:: Given task ::
Rewrite the listing below, requests and all, multiplying each coordinate in the answers by 1.2 and rounding to whole numbers with halves going up. Leave out the pictures.

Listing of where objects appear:
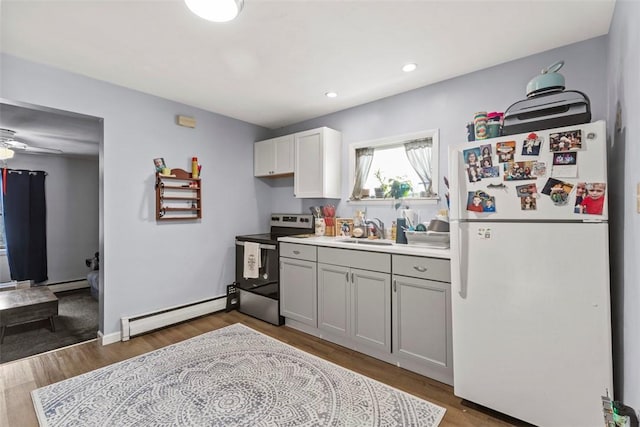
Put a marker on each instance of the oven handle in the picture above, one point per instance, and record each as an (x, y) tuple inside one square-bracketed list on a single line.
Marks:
[(262, 246)]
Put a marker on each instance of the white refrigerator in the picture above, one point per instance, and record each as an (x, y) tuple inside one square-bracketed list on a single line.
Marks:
[(530, 275)]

:: Result for this task ::
Put a marker on each instance of the oven handle in the picture above, one point per instance, and record each as an (x, y) tuple inside one square-bracketed list on a single line.
Marks:
[(314, 295)]
Put a marker on each instance of the white refrigerator in the picture above, one point per instance, and record each as an (x, y) tuple inside one square-bracketed list on a single line.
Marks:
[(636, 330)]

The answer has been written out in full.